REQUIRED ACTION -
Only the text of the records belongs in the answer, copied exactly, with every picture omitted.
──────── THE RECORDS
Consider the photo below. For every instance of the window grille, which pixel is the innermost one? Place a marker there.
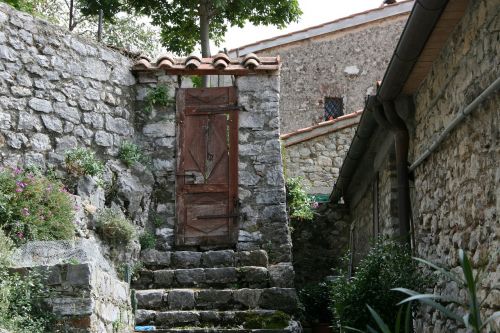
(334, 107)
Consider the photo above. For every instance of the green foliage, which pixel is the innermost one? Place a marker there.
(315, 297)
(22, 5)
(130, 153)
(298, 202)
(387, 265)
(21, 297)
(277, 320)
(157, 221)
(34, 207)
(179, 20)
(83, 162)
(114, 228)
(6, 246)
(131, 32)
(472, 320)
(147, 241)
(157, 96)
(402, 324)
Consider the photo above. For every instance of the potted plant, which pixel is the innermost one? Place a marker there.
(315, 300)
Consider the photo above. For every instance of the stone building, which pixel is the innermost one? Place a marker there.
(425, 158)
(213, 194)
(327, 72)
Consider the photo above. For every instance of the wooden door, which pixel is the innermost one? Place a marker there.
(207, 164)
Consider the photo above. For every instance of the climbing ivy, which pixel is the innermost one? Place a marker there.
(157, 96)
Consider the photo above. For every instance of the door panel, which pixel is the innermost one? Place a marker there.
(207, 167)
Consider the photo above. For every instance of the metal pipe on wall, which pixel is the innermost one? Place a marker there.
(402, 143)
(457, 120)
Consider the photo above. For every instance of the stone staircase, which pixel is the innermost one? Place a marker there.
(215, 291)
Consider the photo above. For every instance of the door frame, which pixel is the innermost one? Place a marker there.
(230, 108)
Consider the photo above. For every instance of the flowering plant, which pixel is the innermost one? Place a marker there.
(34, 207)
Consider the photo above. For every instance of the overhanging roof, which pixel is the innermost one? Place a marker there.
(427, 30)
(343, 23)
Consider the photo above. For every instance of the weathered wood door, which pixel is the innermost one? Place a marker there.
(207, 164)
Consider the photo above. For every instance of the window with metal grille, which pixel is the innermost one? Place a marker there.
(334, 107)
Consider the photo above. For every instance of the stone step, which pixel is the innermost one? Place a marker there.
(252, 319)
(224, 277)
(293, 327)
(284, 299)
(154, 259)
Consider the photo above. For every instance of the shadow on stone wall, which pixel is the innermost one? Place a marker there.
(318, 245)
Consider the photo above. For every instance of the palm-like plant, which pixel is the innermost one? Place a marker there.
(472, 319)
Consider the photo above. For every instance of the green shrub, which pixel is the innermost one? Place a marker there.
(298, 202)
(114, 228)
(468, 280)
(157, 96)
(315, 297)
(21, 297)
(34, 207)
(83, 162)
(147, 241)
(130, 153)
(276, 321)
(387, 265)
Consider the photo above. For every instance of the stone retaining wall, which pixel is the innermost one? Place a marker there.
(317, 160)
(319, 245)
(344, 64)
(457, 188)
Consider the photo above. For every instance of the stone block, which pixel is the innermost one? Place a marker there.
(190, 277)
(69, 306)
(163, 278)
(52, 123)
(40, 105)
(213, 299)
(150, 299)
(249, 298)
(219, 276)
(79, 275)
(177, 318)
(281, 275)
(180, 299)
(143, 317)
(253, 276)
(156, 258)
(186, 259)
(252, 258)
(279, 299)
(159, 130)
(213, 259)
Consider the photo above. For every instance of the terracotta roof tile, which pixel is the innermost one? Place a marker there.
(220, 64)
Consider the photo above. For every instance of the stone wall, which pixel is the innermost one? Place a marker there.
(318, 245)
(263, 220)
(457, 188)
(344, 64)
(318, 160)
(85, 294)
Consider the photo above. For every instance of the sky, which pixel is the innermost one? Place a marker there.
(314, 12)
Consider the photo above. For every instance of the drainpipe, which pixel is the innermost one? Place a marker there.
(401, 138)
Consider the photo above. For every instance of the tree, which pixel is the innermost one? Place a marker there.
(185, 23)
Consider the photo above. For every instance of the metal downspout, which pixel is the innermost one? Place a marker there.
(402, 140)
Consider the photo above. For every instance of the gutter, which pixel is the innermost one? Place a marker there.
(421, 22)
(492, 88)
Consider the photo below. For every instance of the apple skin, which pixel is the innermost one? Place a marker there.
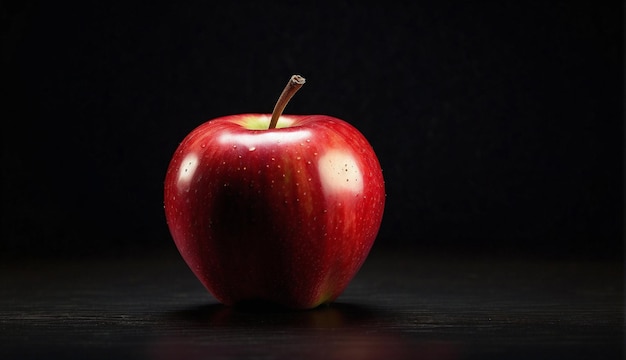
────────────────
EXERCISE RESULT -
Consider the photo below. For every instance of the window grille, which pixel is the innermost one? Place a marker there.
(334, 107)
Consider the photo above. For every instance of the green foliage, which pixel is the innermost one? Place a marker there.
(315, 297)
(22, 5)
(130, 153)
(298, 202)
(387, 265)
(21, 297)
(277, 320)
(157, 221)
(34, 207)
(179, 20)
(83, 162)
(114, 228)
(6, 246)
(131, 32)
(472, 320)
(147, 241)
(157, 96)
(402, 324)
Consider the photo above. For every instance of the potted plant, which pixel is the innermost one? Place a marker there.
(315, 300)
Consider the photo above. For every instance of the stone building, which pixel is the innermost one? Place a marker there.
(425, 158)
(213, 194)
(327, 72)
Consider the photo above. For every instance of the wooden door, which pixel is the innermost one? Place a marker there.
(207, 164)
Consider the photo above. For every instance of the climbing ivy, which pixel is the innermost one? Place a marker there.
(157, 96)
Consider the photo above. For every instance of the door panel, which pixel is the innermost one? Place a marker there.
(207, 167)
Consider the photo above. For every instance of the metal pipe on wall, which pixel is the innermost one? Place a marker there.
(402, 143)
(457, 120)
Consider the photo above. For every instance of the stone staircase, which pixel is the innermost one? Place a marker there.
(215, 291)
Consider the photo above. For every instance of the door frame, which pixel is the innermost one? Place a marker there.
(230, 108)
Consider the photo above. For every instance of the flowering plant, which pixel is the innermost one? Place a marker there.
(34, 207)
Consider the photo above. For every instance of the overhanging roof, which pixel is the innermost one? Place a marker there.
(427, 30)
(343, 23)
Consider the photo above. For every instance of the weathered wood door, which pixel is the innermost one? Place a marker there.
(207, 164)
Consider the photo above. For every instance of the window with metal grille, which pixel is the innermost one? Place a marker there.
(334, 107)
Consider the photo above. For every instance of the stone step, which pixel is the innermost one? Place a marker there.
(252, 319)
(224, 277)
(293, 327)
(284, 299)
(154, 259)
Consider the photo above. For every instance of the shadow on stone wall, which pixel is the innermost one? Place a marker there.
(318, 245)
Consider the photo above. For every instance of the palm-like plant, which pixel is the innermost one? Place a marker there.
(472, 319)
Consider the photo above. For every instance of the green shrub, which pixel is the innermost one? Place a marker there.
(298, 202)
(114, 228)
(468, 280)
(157, 96)
(315, 297)
(21, 297)
(34, 207)
(83, 162)
(147, 241)
(130, 153)
(276, 321)
(387, 265)
Consider the photo above. For every instance of the stone retaining wall, which pixel is the innermost one? Place a marker there.
(317, 160)
(319, 245)
(344, 64)
(457, 188)
Consider the photo above. For every instance of the stone block, which pixel is the innermost one? Place a marker there.
(190, 277)
(69, 306)
(163, 278)
(52, 123)
(40, 105)
(213, 299)
(150, 299)
(249, 298)
(219, 276)
(79, 275)
(177, 318)
(281, 275)
(180, 299)
(143, 317)
(253, 276)
(156, 258)
(186, 259)
(252, 258)
(279, 299)
(159, 130)
(213, 259)
Consider the photo above. For every instance of the terracotta roof tile, which pixel is the innermost one? Place a marker there.
(220, 64)
Consider the photo above. For every instance of the stone wall, which pixel is the innermost one? Place a marker there.
(318, 245)
(263, 220)
(457, 188)
(344, 64)
(318, 160)
(85, 294)
Consider the photo above. For every instance of the sky, which pixel is the innermost one? Place a marker there.
(314, 12)
Consider the photo above. For every instance of the drainpipe, which pixel is the innermost one? Place a marker there.
(401, 138)
Consider the photo above. For every instance of the tree, which pixel is the innermost one? Place a marker there.
(185, 23)
Consider the photo above. For every instance of the metal downspout, which pixel is the innermost one? Place a marker there.
(402, 140)
Consider the photo above. For every instance of the gutter, which pixel is the innermost one? Place a marker there.
(421, 22)
(492, 88)
Consider the photo below. For every instance of the apple skin, which pixel is the innermost one? Place a marker there.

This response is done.